§ **Task to carry out**: The response should consist of the records, reproduced exactly.

(Saved entries)
◆ ◆ ◆

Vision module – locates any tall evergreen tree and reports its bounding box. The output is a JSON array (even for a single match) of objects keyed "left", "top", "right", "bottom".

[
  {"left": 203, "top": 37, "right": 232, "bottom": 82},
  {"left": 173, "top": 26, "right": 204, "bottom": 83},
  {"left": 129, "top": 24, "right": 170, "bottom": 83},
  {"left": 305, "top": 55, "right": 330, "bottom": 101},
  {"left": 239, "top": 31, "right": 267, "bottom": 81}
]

◆ ◆ ◆

§ **Reply**:
Vision module – locates any tall evergreen tree and reports its bounding box. The output is a JSON array (even for a single match) of objects keyed "left", "top", "right", "bottom".

[
  {"left": 203, "top": 37, "right": 232, "bottom": 82},
  {"left": 173, "top": 26, "right": 204, "bottom": 83},
  {"left": 129, "top": 24, "right": 170, "bottom": 83},
  {"left": 305, "top": 55, "right": 330, "bottom": 101},
  {"left": 239, "top": 31, "right": 267, "bottom": 81}
]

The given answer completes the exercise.